→ **WHAT TO WORK ON**:
In the text on the definition of a nurse, list every role that nurses are said to move between with seeming ease.

→ **DOCUMENT SECTION**:
——————————
The Definition of a Nurse by Tieghan Killackey (McGill Nursing Intern)


After reflecting on the past month as a nurse in Uganda, it is hard not to continually come back to focusing on the vast differences in health care that are present in every aspect of life here.  From immediate medical problems such as malaria and HIV to the environmental influences of adequate food, clean water and safe shelter, the similarities to North American health practices seem to be limited no matter which way you turn.  

Throughout our experiences with Shanti Uganda, from teaching teen girls yoga to delivering babies on the floor of the hospital, there has been one realization that continues to be illustrated time and time again : that the definition of a nurse is as vast and all-encompassing no matter what clinic, country or continent one is on.  This realization was a source of comfort for me as it became clear that whether I was in a rural village in Africa or a major tertiary care centre in Montreal, the role of a nurse is always as expansive, flexible and most importantly, as irreplaceable as anywhere.  The ability to transition from the role of surgeon to social worker, from health educator to human rights activist with seeming ease, grace and inextricable intelligence has been a quality I have encountered in every nurse and midwife not only here in Uganda but in North America alike, and is a quality I hope to one day possess myself.  

Despite the incredible things we have witnessed here, both horrifying and amazing acts of resilience and strength, the fact that nurses continue to work with the sole goal of improving patient care, no matter what the conditions, makes me unbelievably proud of the profession of nursing and my colleagues across the globe.  The efforts of nurses and midwives makes me hopeful for the future of health care, especially in developing nations, as it is clear how much of an impact one educated nurse, midwife, or health professional can have on the illness experiences of thousands of patients. Whether it is walking through the dirt roads of the villages and waving to children suffering from infections, or walking through the cement hallways of the hospital and waving to the new mothers suffering from malaria, these lessons continue to resonate and will follow me through the rest of my nursing career.
——————————
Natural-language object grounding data
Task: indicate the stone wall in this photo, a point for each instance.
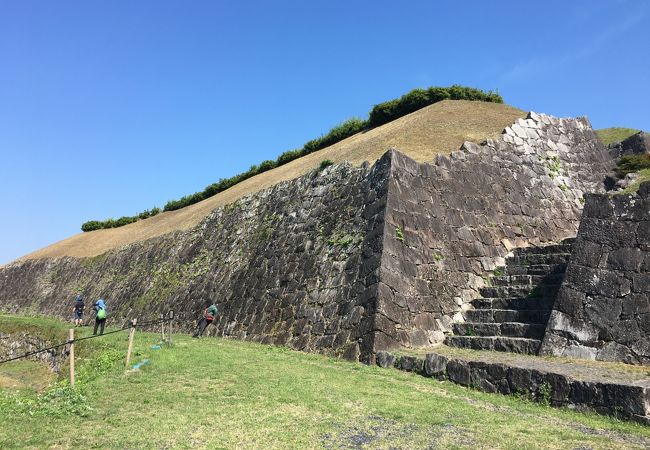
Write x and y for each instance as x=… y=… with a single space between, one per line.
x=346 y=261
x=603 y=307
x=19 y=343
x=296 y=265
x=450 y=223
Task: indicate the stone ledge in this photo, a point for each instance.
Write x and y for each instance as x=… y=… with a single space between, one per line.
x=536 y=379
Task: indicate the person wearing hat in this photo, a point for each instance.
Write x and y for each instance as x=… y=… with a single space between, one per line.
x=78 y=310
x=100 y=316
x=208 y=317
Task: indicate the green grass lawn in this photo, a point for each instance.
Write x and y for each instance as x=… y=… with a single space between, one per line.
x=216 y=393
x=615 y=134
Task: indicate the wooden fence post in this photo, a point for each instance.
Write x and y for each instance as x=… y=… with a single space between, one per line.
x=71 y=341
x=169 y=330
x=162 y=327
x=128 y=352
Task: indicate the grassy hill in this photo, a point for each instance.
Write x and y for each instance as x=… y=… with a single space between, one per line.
——————————
→ **OUTPUT**:
surgeon, social worker, health educator, human rights activist